Brano proposto:

La politica estera dell’Italia tra 2022 e 2023

Com’è cambiata la politica estera italiana nel passaggio dal governo Draghi a quello Meloni? Quali sono stati gli elementi di continuità o invece di rottura nella gestione dei principali dossier, come l’aggressione russa all’Ucraina e la crisi energetica? E quali sono le prospettive per la politica estera italiana nel 2023? Sono queste le domande al centro del Rapporto sulla Politica estera italiana 2022 redatto da un gruppo di ricercatori dell’Istituto Affari Internazionali nel quadro della partnership strategica con la Fondazione Compagnia di San Paolo.

Le emergenze del 2022

Rispetto alla guerra contro l’Ucraina, l’approccio italiano non è cambiato nel passaggio tra i due governi: ferma condanna dell’aggressione russa, sostegno politico, umanitario e finanziario a Kyiv, forniture di armamenti all’esercito ucraino, sanzioni nei confronti dell’establishment russo definite di concerto con le istituzioni europee. La solidità della posizione di condanna italiana ha colto di sorpresa Mosca, come ha ammesso più volte lo stesso ministro degli esteri russo Lavrov.

Se il governo Draghi aveva da subito preso posizione a difesa della sovranità ucraina e aveva svolto un ruolo proattivo nel rilanciare la candidatura di Kyiv all’ammissione nell’Unione europea, i dubbi emersi in campagna elettorale riguardo alla presenza di formazioni filorusse nella coalizione di centrodestra sono stati prontamente fugati dalle parole e dalle decisioni prese da Giorgia Meloni dopo l’insediamento del nuovo governo. Ulteriore riprova della fermezza della posizione italiana è la recente proroga dell’autorizzazione al governo a fornire aiuti militari all’Ucraina per tutto il 2023.

Materiale estratto:
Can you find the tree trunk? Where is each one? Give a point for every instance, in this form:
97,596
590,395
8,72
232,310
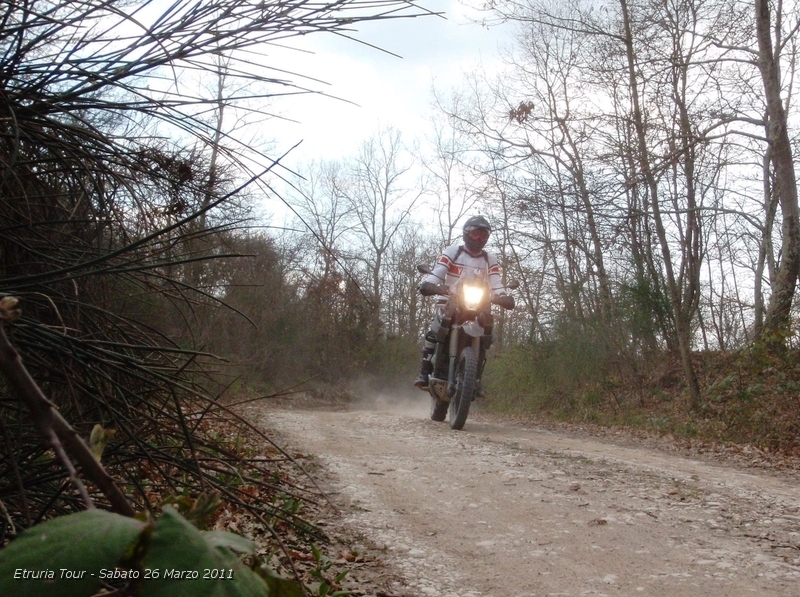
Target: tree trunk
776,323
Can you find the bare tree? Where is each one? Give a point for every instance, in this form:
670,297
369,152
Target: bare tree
381,197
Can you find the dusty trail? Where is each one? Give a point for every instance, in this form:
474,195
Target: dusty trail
512,512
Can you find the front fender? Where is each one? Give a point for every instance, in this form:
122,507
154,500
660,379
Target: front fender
473,329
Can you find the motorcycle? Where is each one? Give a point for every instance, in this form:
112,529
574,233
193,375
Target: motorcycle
463,330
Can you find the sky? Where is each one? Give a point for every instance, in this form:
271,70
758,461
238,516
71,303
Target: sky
378,89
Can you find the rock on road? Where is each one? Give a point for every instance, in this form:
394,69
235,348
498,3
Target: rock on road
506,511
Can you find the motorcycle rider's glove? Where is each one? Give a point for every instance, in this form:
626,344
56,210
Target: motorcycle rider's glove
504,300
429,289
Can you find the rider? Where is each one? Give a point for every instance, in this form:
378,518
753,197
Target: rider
447,271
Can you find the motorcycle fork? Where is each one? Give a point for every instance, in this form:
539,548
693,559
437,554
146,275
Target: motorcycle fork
451,373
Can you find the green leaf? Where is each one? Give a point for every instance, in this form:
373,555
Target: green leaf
185,560
79,544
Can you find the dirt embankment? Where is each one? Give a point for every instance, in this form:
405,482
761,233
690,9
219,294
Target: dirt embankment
508,511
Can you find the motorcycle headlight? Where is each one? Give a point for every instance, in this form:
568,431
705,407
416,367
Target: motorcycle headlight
473,296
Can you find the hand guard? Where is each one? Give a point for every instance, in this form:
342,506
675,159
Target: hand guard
505,301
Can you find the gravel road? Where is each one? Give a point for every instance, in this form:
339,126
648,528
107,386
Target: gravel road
508,511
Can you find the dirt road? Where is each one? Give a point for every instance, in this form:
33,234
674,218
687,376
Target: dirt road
503,511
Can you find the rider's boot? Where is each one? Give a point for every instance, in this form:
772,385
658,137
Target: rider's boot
425,370
426,367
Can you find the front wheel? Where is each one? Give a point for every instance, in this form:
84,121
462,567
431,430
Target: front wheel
466,372
438,409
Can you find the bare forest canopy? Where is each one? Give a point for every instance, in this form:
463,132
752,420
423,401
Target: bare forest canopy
637,161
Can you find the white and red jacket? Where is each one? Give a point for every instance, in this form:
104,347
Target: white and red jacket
455,258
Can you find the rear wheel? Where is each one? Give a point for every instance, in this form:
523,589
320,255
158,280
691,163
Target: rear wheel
466,372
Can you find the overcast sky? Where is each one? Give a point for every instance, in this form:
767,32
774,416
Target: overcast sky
388,91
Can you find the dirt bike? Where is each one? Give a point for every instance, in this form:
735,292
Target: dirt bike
463,330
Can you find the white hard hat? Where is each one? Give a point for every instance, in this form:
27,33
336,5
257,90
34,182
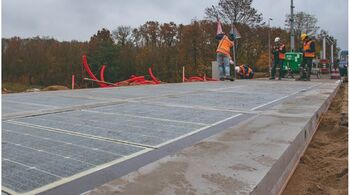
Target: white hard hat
277,39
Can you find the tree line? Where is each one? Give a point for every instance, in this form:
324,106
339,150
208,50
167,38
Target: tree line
166,47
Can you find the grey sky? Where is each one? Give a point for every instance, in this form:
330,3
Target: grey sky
80,19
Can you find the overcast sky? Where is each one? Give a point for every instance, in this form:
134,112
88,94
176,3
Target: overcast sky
80,19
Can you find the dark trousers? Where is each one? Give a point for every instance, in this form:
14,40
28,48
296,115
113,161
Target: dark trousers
306,67
273,70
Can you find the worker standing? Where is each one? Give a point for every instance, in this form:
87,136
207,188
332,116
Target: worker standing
309,53
223,56
244,71
278,52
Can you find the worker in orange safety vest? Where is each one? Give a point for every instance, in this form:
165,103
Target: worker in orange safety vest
244,71
223,55
278,52
309,53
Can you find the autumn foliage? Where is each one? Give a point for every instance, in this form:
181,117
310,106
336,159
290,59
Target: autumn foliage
125,51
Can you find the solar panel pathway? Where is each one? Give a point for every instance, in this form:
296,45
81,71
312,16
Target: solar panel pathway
53,141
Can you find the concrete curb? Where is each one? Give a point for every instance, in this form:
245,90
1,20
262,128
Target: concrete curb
277,178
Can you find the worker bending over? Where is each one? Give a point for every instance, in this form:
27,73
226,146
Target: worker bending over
244,72
278,52
309,53
223,56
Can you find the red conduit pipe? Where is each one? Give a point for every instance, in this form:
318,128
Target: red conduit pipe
153,77
102,73
88,70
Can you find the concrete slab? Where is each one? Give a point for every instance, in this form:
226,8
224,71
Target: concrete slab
254,157
84,138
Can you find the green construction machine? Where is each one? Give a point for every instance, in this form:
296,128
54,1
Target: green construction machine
292,63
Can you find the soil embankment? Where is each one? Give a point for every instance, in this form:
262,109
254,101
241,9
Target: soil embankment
324,167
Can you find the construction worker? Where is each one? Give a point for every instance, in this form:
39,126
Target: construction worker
309,53
244,71
278,52
223,55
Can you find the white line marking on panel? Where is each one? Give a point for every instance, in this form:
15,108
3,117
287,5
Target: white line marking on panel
79,134
146,117
198,130
29,167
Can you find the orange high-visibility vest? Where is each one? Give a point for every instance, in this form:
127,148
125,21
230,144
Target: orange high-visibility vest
225,46
281,55
307,46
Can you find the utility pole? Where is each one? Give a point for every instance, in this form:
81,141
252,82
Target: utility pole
269,44
324,46
292,26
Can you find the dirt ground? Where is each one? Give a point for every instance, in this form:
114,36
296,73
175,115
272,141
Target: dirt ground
324,167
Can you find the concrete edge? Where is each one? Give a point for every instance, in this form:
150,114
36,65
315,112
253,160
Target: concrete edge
275,181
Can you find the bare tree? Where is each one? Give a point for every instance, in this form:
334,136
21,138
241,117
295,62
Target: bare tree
122,34
303,23
235,11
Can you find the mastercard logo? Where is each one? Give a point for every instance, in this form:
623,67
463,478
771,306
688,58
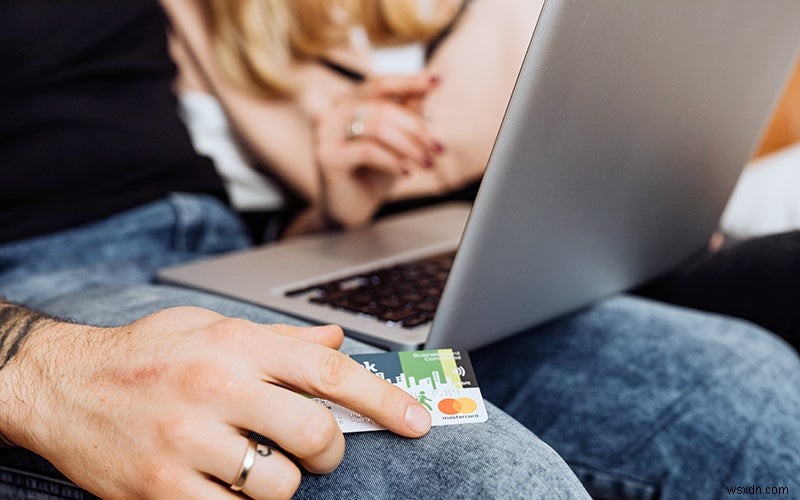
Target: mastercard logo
452,406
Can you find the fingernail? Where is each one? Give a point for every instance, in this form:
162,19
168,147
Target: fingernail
418,419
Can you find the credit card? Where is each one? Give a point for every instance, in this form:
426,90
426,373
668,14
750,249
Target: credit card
441,380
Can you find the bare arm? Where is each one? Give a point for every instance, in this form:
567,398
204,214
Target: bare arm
478,65
159,407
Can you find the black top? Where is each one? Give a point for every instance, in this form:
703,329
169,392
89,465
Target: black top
88,122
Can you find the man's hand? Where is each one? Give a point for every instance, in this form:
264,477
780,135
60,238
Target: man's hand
161,407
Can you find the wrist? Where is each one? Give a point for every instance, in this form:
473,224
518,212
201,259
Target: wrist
30,343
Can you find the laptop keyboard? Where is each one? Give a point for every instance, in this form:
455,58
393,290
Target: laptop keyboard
402,294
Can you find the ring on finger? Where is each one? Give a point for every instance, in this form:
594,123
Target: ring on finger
355,128
247,464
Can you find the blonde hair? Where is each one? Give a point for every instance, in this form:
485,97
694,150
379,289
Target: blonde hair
256,41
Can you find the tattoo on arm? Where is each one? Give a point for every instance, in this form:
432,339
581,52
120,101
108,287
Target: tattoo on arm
16,323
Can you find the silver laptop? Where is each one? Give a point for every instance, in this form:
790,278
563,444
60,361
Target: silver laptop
626,131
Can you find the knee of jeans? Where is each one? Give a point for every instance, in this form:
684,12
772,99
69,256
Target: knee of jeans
206,226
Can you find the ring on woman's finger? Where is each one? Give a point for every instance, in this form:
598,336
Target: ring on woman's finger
247,464
355,128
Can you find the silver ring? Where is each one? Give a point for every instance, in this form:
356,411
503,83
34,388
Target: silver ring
247,464
356,127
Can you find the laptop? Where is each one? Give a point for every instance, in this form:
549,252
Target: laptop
626,131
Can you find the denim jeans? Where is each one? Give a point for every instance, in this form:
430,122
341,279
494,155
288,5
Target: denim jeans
642,400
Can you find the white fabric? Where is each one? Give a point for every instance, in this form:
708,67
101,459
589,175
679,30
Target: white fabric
212,136
767,197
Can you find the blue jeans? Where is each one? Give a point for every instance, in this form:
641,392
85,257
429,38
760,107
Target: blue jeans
642,400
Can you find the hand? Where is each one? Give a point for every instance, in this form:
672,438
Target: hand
160,408
364,142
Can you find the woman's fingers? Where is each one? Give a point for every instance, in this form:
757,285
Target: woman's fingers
399,129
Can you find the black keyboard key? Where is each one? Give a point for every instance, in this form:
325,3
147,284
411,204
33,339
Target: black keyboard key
405,294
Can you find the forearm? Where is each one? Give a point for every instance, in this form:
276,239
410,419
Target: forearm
17,327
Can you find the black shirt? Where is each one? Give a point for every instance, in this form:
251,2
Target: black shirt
88,122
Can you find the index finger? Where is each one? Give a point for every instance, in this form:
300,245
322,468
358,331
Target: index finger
319,371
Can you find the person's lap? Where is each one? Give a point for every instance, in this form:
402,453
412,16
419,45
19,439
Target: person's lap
641,399
99,285
645,400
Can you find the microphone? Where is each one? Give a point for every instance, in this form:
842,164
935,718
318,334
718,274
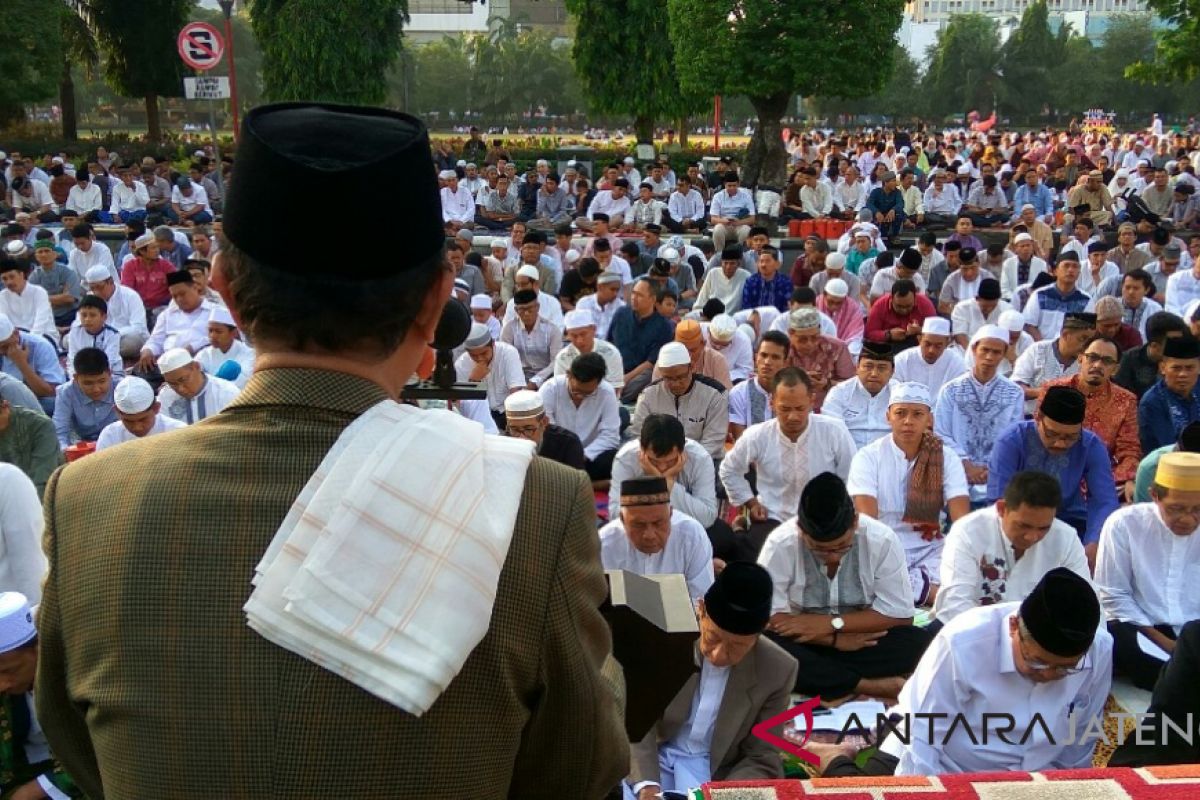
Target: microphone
453,329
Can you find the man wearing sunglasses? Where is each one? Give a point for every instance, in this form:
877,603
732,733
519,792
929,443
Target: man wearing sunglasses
1055,441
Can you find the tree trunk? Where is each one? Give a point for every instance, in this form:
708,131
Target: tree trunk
154,127
66,102
645,128
766,162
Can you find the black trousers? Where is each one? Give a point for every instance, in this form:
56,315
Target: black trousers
831,673
1129,660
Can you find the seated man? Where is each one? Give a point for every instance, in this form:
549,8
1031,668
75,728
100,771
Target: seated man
933,362
999,553
857,638
1145,572
1055,441
906,479
537,340
496,365
972,409
1043,661
227,356
862,403
785,453
696,401
1174,402
743,681
651,537
187,394
137,414
527,419
586,404
750,400
29,443
84,407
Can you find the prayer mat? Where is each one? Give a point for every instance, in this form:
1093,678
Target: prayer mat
1149,783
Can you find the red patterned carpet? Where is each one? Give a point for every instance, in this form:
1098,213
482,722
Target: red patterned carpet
1150,783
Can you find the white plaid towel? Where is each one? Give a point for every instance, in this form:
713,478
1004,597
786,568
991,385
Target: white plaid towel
385,569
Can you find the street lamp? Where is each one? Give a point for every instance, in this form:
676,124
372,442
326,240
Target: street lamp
227,7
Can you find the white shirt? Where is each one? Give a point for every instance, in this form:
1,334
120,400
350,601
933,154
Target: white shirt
695,488
215,396
784,467
687,552
595,421
210,360
22,561
881,567
30,310
970,671
115,433
504,374
881,470
912,367
865,416
978,563
1146,575
177,328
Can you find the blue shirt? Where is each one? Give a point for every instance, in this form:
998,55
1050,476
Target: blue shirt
75,413
1020,449
1039,198
639,340
757,292
1162,415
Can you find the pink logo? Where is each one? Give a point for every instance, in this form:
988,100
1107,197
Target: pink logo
763,731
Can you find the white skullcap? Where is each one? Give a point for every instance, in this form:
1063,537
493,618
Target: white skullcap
723,328
479,336
174,359
910,392
990,332
523,404
936,326
221,314
673,354
579,318
16,621
1012,320
132,395
97,274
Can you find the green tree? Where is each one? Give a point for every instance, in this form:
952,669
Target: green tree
1031,60
773,49
964,67
625,61
328,50
31,58
141,56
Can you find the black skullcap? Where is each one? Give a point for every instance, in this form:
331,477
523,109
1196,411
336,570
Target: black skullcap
739,599
1181,347
826,510
1062,613
1065,405
989,289
286,149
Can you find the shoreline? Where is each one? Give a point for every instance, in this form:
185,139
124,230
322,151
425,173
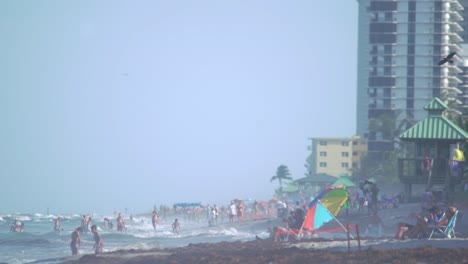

Compito assegnato: Ricopia parola per parola il brano sulla politica estera italiana tra "La politica estera dell’Italia" e "di San Paolo.", estremi inclusi.

Risultato dell'esercizio:
La politica estera dell’Italia tra 2022 e 2023

Com’è cambiata la politica estera italiana nel passaggio dal governo Draghi a quello Meloni? Quali sono stati gli elementi di continuità o invece di rottura nella gestione dei principali dossier, come l’aggressione russa all’Ucraina e la crisi energetica? E quali sono le prospettive per la politica estera italiana nel 2023? Sono queste le domande al centro del Rapporto sulla Politica estera italiana 2022 redatto da un gruppo di ricercatori dell’Istituto Affari Internazionali nel quadro della partnership strategica con la Fondazione Compagnia di San Paolo.